[Texto fornecido]
◇ ◇ ◇ ◇ ◇


                   Isto quer dizer que alguns são naturalmente atraídos por determinado valor, que vai do sacro ao profano, e, nesta categoria, com inúmeros sentidos de vida, desde a preferência por ações dependentes de educação superior até as que exigem apenas o ensino fundamental.

                   Por outro lado, há fatores físicos que determinam, de antemão a atividade profissional, como se dá na área do atletismo, culminando na formação dos melhores pugilistas, cestinhas, jogadores de futebol, etc.  Todavia, sem talento não há atleta excelente, sendo a conjugação pscio-física condição essencial do êxito, máxime nas competições de conjunto.

                   Feitos esses reparos, é indispensável salientar que a vocação é um dom que exige preparo e educação. No mundo não se recebe nada de graça, sem estudo e dedicação.

                   Nesse sentido, cabe advertir que é dever dos pais orientar os filhos, tão logo percebam neles capacidade de realizar-se nesta ou naquela outra esfera de conhecimento e de ação. O mesmo se diga dos mestres responsáveis, muitas vezes causa determinante dos grandes triunfos de seus discípulos. Não creio possa haver maior mérito no magistério do que esse de saber descobrir a vocação dos jovens, preparando-os para se realizarem de maneira excepcional.

◇ ◇ ◇ ◇ ◇

[Lista de tarefas]
(a) Reescreva de forma mais breve o parágrafo do texto sobre vocação que começa com "Nesse sentido, cabe advertir", mantendo seus fatos principais.
(b) Responda às perguntas abaixo com base no texto sobre vocação, uma resposta por linha:
(i) Além de ser um dom, o que a vocação exige?
(ii) Quais atletas são citados como exemplos de formação determinada por fatores físicos?
(iii) Além dos pais, quem o texto diz que também tem responsabilidade na orientação dos jovens?
(c) Dê sequência ao texto sobre vocação a partir do último parágrafo apresentado, escrevendo a parte seguinte.
As linhas não são usadas em nenhuma das tarefas.

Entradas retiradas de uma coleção
◇ ◇ ◇ ◇ ◇

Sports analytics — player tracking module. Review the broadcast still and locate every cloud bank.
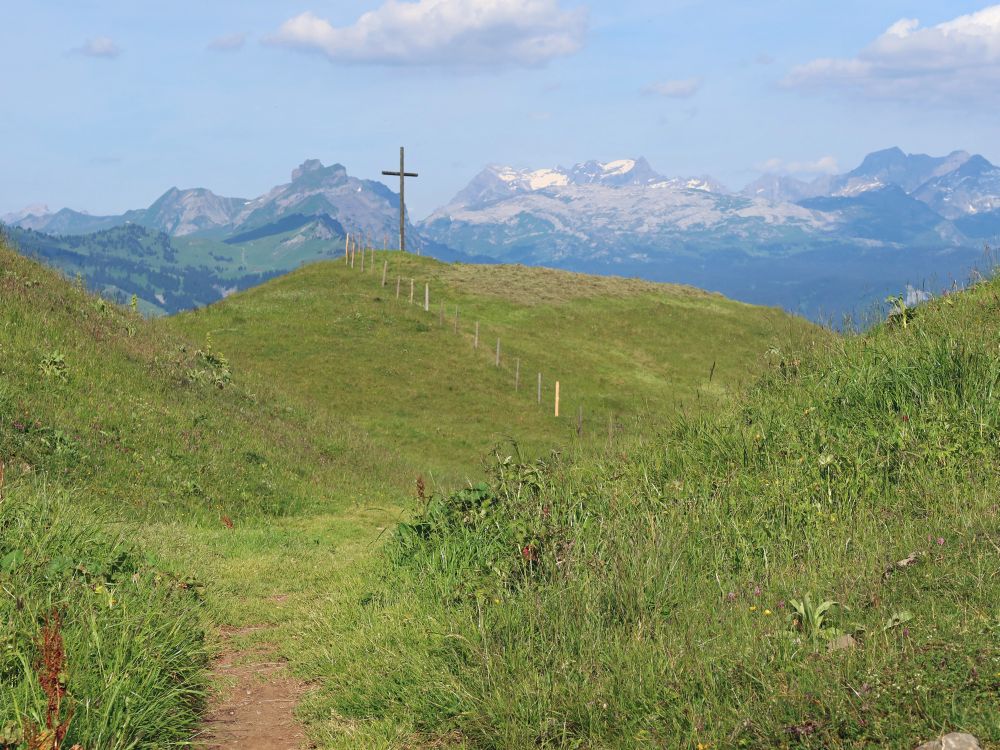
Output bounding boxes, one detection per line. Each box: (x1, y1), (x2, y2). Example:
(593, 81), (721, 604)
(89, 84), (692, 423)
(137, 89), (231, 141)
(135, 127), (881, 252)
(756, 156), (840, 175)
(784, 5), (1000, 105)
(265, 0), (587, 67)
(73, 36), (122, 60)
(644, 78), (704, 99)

◇ ◇ ◇ ◇ ◇

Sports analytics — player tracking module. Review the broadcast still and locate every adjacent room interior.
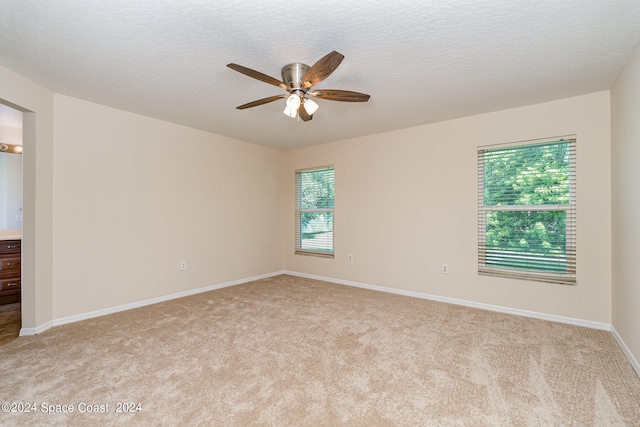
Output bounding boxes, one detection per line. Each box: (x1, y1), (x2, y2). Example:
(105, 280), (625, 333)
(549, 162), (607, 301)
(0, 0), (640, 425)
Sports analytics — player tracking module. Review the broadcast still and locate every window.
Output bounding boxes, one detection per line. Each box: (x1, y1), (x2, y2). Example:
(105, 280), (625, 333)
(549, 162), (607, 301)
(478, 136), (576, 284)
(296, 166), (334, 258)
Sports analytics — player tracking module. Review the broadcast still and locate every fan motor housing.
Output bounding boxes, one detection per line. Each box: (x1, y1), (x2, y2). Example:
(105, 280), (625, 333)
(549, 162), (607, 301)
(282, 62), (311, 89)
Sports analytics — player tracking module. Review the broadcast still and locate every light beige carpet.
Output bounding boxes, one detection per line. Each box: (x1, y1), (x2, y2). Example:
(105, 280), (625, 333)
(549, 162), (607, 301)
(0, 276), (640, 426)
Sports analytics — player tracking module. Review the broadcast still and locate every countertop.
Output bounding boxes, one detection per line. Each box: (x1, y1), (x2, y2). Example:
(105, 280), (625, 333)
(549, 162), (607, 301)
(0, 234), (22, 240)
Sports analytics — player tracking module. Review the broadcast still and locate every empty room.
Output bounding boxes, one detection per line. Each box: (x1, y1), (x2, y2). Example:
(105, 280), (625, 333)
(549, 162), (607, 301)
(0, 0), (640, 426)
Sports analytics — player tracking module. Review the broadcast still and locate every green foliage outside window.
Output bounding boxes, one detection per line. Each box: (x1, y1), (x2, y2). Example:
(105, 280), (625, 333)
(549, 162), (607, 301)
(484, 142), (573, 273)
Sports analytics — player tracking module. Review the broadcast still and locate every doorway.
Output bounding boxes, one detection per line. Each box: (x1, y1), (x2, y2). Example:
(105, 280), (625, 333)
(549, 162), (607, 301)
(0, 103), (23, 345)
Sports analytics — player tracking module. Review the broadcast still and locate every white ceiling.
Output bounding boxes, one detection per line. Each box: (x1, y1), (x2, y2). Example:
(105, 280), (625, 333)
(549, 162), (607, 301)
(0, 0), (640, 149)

◇ ◇ ◇ ◇ ◇

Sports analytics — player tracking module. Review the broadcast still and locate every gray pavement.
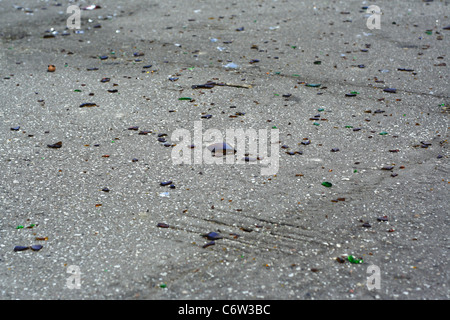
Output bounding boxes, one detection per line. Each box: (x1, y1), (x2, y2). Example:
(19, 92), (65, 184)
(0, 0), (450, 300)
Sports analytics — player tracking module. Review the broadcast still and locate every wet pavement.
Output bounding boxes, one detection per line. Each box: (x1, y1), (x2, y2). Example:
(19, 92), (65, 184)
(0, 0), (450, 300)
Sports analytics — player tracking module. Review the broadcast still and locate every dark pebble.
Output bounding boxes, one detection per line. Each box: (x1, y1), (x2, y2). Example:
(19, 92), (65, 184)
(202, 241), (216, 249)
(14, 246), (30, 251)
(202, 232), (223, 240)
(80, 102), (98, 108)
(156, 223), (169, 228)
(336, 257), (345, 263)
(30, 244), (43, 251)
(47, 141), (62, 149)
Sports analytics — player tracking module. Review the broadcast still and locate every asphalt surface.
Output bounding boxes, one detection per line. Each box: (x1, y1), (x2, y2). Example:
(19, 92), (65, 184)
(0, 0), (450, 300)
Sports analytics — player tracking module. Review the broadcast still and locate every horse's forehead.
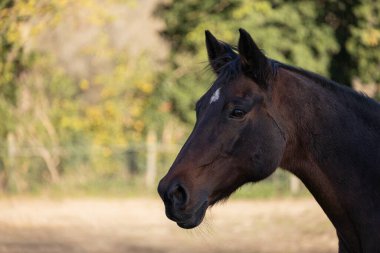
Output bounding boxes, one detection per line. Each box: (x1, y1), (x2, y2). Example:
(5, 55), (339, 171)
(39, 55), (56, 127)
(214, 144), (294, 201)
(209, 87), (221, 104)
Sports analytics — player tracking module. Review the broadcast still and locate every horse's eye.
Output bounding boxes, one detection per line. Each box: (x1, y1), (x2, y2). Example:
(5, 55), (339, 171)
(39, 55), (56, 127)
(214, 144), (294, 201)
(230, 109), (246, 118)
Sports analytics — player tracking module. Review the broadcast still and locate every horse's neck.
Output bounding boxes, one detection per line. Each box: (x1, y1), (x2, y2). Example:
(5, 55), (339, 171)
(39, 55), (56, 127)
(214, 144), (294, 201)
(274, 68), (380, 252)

◇ ◇ ◇ ◇ ◇

[Respostas das tarefas]
(a) Os pais devem orientar os filhos assim que percebem neles capacidade para se realizar em certa área de conhecimento e de ação. O mesmo vale para os mestres, muitas vezes decisivos para os grandes triunfos dos discípulos. O maior mérito do magistério é descobrir a vocação dos jovens e prepará-los para se realizarem de modo excepcional.

(b)
(i) Preparo e educação.
(ii) Pugilistas, cestinhas e jogadores de futebol.
(iii) Os mestres responsáveis.

(c)
                   Múltiplos são os motivos determinantes das vocações. No meu caso pessoal, tudo indicava que seria o sexto médico da família, sendo esse o desejo de meu pai, mas uma visita oportuna a um hospital me fez ver que esse não era o meu caminho, pesando também em minha escolha a imagem que formara da Faculdade de Direito do largo de São Francisco, em 1930 ainda estabelecimento federal, fundado por Don Pedro I, em 1827, para o estudo de Jurisprudência, mas que, na realidade, se convertera em centro de cultura humanista, dada a inexistência de institutos de Filosofia ou de Letras. Talvez tenha sido essa a razão principal de minha preferência, seduzido que estava pelas figuras de Alvares de Azevedo e Castro Alves, mais do que pelas dos juristas...

                   Como se vê, há algo de mistérioso na escolha de uma profissão, mas o essencial é que, feita opção por uma via, nela devemos concentrar as forças do sentimento, da inteligência e  da vontade. Como acontece na realização de todos os valores que se tornam fins existenciais, há que construir o seu caminho com amor e aturado estudo.

                   Ademais, mesmo quando se dá preferência por um rumo de vida sem anterior atração especial, esta nasce e se fortalece com a dedicação e a perseverança. Múltiplos são os exemplos dessa identificação ética e “simpatética” – para empregarmos uma expressão de Adam Smith – constituída a posteriori, no exercício profissional.

                   Tudo, em suma, deve ser feito pela excelência de uma profissão, evitando-se, no entanto, de tornar-se dela escravo, com suas exigências prevalecendo sobre os infinitos valores culturais que dignificam a existência humana.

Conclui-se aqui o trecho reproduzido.